## What you should do
When you find the line with "Audit log entry: the pink" among the records below, reproduce it and each line after it exactly, ending with the line with "Audit log entry: the yellow marking".

· · · · · · ·

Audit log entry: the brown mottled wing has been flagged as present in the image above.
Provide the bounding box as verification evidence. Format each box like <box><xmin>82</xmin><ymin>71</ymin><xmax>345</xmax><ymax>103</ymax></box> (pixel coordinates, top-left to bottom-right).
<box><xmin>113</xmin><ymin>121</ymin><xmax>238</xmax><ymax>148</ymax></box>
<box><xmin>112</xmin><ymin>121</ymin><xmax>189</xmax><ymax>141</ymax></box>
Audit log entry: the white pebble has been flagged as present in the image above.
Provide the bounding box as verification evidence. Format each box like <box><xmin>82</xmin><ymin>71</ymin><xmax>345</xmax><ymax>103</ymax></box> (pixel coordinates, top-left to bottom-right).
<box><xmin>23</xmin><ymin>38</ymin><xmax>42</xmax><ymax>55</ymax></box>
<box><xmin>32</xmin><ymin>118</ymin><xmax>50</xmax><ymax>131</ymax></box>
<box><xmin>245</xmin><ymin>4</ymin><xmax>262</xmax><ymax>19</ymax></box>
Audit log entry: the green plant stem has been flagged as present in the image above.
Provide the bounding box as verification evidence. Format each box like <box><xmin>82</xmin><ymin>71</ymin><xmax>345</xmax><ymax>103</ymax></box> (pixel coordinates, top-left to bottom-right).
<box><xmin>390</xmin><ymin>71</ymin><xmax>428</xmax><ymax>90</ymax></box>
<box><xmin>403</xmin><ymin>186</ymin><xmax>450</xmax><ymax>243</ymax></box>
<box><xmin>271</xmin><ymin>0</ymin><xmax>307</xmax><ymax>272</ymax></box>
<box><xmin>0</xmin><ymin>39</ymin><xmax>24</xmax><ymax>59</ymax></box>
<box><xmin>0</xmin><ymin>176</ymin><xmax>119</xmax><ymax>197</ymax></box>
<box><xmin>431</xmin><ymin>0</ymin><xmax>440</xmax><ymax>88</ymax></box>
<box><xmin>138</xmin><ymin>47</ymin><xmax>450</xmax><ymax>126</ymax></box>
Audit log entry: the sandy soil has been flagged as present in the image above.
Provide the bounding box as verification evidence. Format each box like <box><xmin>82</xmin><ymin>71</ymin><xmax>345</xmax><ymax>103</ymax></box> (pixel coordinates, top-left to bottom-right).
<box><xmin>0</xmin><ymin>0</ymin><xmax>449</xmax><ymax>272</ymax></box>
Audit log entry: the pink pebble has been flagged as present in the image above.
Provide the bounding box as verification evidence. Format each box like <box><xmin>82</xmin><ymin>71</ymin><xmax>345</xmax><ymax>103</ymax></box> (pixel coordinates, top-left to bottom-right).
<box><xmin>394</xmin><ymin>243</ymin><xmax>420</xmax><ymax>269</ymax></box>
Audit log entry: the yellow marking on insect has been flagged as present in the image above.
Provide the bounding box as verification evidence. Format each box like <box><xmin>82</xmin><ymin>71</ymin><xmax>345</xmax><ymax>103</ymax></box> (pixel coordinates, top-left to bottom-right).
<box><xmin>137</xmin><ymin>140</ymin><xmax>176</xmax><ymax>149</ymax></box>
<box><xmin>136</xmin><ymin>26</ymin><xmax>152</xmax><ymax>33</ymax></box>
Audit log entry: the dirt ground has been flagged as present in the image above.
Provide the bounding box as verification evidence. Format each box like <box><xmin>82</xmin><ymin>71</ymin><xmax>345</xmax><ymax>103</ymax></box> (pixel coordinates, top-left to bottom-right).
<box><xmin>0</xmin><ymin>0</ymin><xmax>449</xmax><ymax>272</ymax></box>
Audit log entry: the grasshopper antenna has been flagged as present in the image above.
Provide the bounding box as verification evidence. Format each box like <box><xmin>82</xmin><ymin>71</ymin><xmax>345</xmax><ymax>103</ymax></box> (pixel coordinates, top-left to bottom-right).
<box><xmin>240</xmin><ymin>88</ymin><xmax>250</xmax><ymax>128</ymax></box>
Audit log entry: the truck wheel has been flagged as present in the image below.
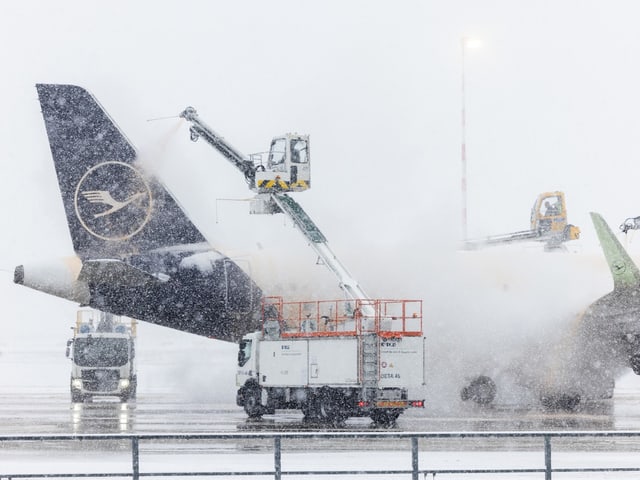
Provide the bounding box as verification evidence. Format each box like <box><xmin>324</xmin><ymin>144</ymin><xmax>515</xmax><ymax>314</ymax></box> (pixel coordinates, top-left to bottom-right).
<box><xmin>631</xmin><ymin>354</ymin><xmax>640</xmax><ymax>375</ymax></box>
<box><xmin>71</xmin><ymin>391</ymin><xmax>84</xmax><ymax>403</ymax></box>
<box><xmin>316</xmin><ymin>387</ymin><xmax>348</xmax><ymax>425</ymax></box>
<box><xmin>129</xmin><ymin>378</ymin><xmax>137</xmax><ymax>400</ymax></box>
<box><xmin>371</xmin><ymin>409</ymin><xmax>400</xmax><ymax>427</ymax></box>
<box><xmin>301</xmin><ymin>399</ymin><xmax>317</xmax><ymax>421</ymax></box>
<box><xmin>244</xmin><ymin>387</ymin><xmax>263</xmax><ymax>419</ymax></box>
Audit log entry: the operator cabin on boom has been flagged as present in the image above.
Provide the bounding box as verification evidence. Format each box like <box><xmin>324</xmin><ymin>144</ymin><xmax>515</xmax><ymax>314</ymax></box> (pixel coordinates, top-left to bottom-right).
<box><xmin>180</xmin><ymin>108</ymin><xmax>426</xmax><ymax>425</ymax></box>
<box><xmin>180</xmin><ymin>106</ymin><xmax>310</xmax><ymax>193</ymax></box>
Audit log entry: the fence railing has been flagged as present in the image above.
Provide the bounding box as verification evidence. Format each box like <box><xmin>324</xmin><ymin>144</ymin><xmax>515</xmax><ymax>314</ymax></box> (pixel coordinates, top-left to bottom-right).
<box><xmin>2</xmin><ymin>431</ymin><xmax>640</xmax><ymax>480</ymax></box>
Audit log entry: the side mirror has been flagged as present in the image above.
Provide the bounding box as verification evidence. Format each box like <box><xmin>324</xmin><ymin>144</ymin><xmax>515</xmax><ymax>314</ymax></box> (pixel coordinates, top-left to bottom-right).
<box><xmin>237</xmin><ymin>344</ymin><xmax>246</xmax><ymax>366</ymax></box>
<box><xmin>65</xmin><ymin>339</ymin><xmax>73</xmax><ymax>358</ymax></box>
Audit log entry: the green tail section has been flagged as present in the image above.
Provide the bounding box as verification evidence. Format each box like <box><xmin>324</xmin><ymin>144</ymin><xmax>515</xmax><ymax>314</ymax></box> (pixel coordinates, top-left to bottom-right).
<box><xmin>590</xmin><ymin>212</ymin><xmax>640</xmax><ymax>290</ymax></box>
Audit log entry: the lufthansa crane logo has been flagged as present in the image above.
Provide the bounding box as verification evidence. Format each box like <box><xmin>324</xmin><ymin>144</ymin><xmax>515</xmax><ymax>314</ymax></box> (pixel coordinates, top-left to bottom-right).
<box><xmin>612</xmin><ymin>260</ymin><xmax>627</xmax><ymax>276</ymax></box>
<box><xmin>74</xmin><ymin>161</ymin><xmax>153</xmax><ymax>241</ymax></box>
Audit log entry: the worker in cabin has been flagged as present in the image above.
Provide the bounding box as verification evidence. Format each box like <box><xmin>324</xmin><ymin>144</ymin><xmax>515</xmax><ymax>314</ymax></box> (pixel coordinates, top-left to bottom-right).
<box><xmin>544</xmin><ymin>199</ymin><xmax>560</xmax><ymax>216</ymax></box>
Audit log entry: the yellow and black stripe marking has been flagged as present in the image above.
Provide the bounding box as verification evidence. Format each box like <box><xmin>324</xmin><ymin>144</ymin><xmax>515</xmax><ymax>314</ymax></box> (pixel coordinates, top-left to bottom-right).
<box><xmin>257</xmin><ymin>179</ymin><xmax>310</xmax><ymax>191</ymax></box>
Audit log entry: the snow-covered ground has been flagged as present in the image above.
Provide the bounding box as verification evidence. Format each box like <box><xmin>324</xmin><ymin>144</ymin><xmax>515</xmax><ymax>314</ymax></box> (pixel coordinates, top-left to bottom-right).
<box><xmin>2</xmin><ymin>436</ymin><xmax>640</xmax><ymax>479</ymax></box>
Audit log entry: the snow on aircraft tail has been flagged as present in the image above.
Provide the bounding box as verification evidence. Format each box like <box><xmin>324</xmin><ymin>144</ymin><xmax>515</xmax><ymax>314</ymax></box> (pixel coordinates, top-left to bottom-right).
<box><xmin>15</xmin><ymin>84</ymin><xmax>262</xmax><ymax>342</ymax></box>
<box><xmin>36</xmin><ymin>83</ymin><xmax>205</xmax><ymax>259</ymax></box>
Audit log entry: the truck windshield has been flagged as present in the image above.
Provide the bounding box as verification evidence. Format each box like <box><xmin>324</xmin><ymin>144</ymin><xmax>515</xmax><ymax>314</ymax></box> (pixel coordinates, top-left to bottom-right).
<box><xmin>238</xmin><ymin>339</ymin><xmax>252</xmax><ymax>367</ymax></box>
<box><xmin>73</xmin><ymin>337</ymin><xmax>129</xmax><ymax>367</ymax></box>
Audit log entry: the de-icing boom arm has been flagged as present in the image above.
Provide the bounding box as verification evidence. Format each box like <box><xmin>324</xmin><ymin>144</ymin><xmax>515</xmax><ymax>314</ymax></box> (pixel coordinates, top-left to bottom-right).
<box><xmin>180</xmin><ymin>107</ymin><xmax>373</xmax><ymax>315</ymax></box>
<box><xmin>179</xmin><ymin>107</ymin><xmax>256</xmax><ymax>187</ymax></box>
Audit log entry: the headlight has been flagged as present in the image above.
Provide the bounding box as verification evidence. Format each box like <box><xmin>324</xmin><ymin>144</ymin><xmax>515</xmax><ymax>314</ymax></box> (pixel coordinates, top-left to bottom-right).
<box><xmin>118</xmin><ymin>379</ymin><xmax>130</xmax><ymax>389</ymax></box>
<box><xmin>71</xmin><ymin>379</ymin><xmax>83</xmax><ymax>389</ymax></box>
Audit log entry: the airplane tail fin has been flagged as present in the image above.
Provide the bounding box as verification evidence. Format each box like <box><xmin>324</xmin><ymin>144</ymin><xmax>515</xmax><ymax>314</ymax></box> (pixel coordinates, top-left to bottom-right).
<box><xmin>590</xmin><ymin>212</ymin><xmax>640</xmax><ymax>290</ymax></box>
<box><xmin>36</xmin><ymin>84</ymin><xmax>206</xmax><ymax>259</ymax></box>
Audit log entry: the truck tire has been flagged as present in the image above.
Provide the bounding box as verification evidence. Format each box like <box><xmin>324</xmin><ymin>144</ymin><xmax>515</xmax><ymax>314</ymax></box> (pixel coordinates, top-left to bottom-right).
<box><xmin>243</xmin><ymin>386</ymin><xmax>264</xmax><ymax>419</ymax></box>
<box><xmin>631</xmin><ymin>354</ymin><xmax>640</xmax><ymax>375</ymax></box>
<box><xmin>121</xmin><ymin>387</ymin><xmax>135</xmax><ymax>403</ymax></box>
<box><xmin>71</xmin><ymin>391</ymin><xmax>84</xmax><ymax>403</ymax></box>
<box><xmin>301</xmin><ymin>399</ymin><xmax>317</xmax><ymax>421</ymax></box>
<box><xmin>371</xmin><ymin>409</ymin><xmax>400</xmax><ymax>427</ymax></box>
<box><xmin>129</xmin><ymin>377</ymin><xmax>137</xmax><ymax>400</ymax></box>
<box><xmin>236</xmin><ymin>387</ymin><xmax>246</xmax><ymax>407</ymax></box>
<box><xmin>315</xmin><ymin>387</ymin><xmax>348</xmax><ymax>425</ymax></box>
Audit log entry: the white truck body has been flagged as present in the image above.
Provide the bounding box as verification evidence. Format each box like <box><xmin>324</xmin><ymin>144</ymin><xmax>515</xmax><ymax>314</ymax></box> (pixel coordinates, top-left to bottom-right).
<box><xmin>243</xmin><ymin>336</ymin><xmax>425</xmax><ymax>388</ymax></box>
<box><xmin>67</xmin><ymin>309</ymin><xmax>137</xmax><ymax>403</ymax></box>
<box><xmin>236</xmin><ymin>298</ymin><xmax>425</xmax><ymax>425</ymax></box>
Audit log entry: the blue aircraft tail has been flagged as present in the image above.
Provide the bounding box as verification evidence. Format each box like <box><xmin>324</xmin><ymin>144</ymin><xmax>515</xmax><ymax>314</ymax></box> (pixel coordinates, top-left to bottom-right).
<box><xmin>36</xmin><ymin>83</ymin><xmax>206</xmax><ymax>259</ymax></box>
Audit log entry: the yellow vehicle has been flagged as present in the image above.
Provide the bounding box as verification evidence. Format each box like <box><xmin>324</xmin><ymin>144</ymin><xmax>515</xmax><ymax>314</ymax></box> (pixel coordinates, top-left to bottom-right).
<box><xmin>463</xmin><ymin>191</ymin><xmax>580</xmax><ymax>251</ymax></box>
<box><xmin>530</xmin><ymin>191</ymin><xmax>580</xmax><ymax>241</ymax></box>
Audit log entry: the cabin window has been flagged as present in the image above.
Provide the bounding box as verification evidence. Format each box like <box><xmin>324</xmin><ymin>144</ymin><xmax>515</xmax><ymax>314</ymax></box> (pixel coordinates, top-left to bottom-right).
<box><xmin>290</xmin><ymin>138</ymin><xmax>308</xmax><ymax>164</ymax></box>
<box><xmin>268</xmin><ymin>138</ymin><xmax>287</xmax><ymax>172</ymax></box>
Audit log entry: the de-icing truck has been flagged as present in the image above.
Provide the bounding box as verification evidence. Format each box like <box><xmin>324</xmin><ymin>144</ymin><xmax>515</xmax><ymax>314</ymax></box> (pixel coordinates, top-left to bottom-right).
<box><xmin>180</xmin><ymin>107</ymin><xmax>426</xmax><ymax>425</ymax></box>
<box><xmin>236</xmin><ymin>297</ymin><xmax>425</xmax><ymax>425</ymax></box>
<box><xmin>66</xmin><ymin>308</ymin><xmax>137</xmax><ymax>403</ymax></box>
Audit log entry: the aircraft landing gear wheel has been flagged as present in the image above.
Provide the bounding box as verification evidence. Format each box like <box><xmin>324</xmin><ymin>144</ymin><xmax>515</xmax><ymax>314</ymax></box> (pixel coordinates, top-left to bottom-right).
<box><xmin>129</xmin><ymin>378</ymin><xmax>137</xmax><ymax>401</ymax></box>
<box><xmin>243</xmin><ymin>386</ymin><xmax>263</xmax><ymax>419</ymax></box>
<box><xmin>461</xmin><ymin>375</ymin><xmax>497</xmax><ymax>405</ymax></box>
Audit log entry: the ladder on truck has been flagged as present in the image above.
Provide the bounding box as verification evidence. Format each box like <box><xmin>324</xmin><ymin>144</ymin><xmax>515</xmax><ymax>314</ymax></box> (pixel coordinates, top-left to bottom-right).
<box><xmin>361</xmin><ymin>333</ymin><xmax>379</xmax><ymax>396</ymax></box>
<box><xmin>179</xmin><ymin>108</ymin><xmax>387</xmax><ymax>395</ymax></box>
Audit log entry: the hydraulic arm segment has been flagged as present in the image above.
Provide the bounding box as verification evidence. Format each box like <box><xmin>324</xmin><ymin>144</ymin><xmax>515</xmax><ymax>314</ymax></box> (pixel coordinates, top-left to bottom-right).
<box><xmin>268</xmin><ymin>193</ymin><xmax>370</xmax><ymax>303</ymax></box>
<box><xmin>179</xmin><ymin>107</ymin><xmax>256</xmax><ymax>188</ymax></box>
<box><xmin>179</xmin><ymin>107</ymin><xmax>370</xmax><ymax>310</ymax></box>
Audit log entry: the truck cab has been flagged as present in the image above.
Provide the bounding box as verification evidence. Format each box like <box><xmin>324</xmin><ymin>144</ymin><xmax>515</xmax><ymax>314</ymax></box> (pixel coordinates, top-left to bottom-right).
<box><xmin>66</xmin><ymin>308</ymin><xmax>137</xmax><ymax>403</ymax></box>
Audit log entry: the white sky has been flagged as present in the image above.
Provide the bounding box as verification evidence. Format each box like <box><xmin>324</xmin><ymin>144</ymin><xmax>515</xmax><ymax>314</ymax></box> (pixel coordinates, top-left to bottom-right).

· · · · · · ·

## Output
Audit log entry: the pink pebble has been flagged as present in the image above.
Provide the bounding box as verification evidence. Format each box like <box><xmin>82</xmin><ymin>71</ymin><xmax>345</xmax><ymax>103</ymax></box> (pixel coordinates, top-left to bottom-right).
<box><xmin>394</xmin><ymin>243</ymin><xmax>420</xmax><ymax>269</ymax></box>
Audit log entry: the yellow marking on insect has been flagged as present in the image above.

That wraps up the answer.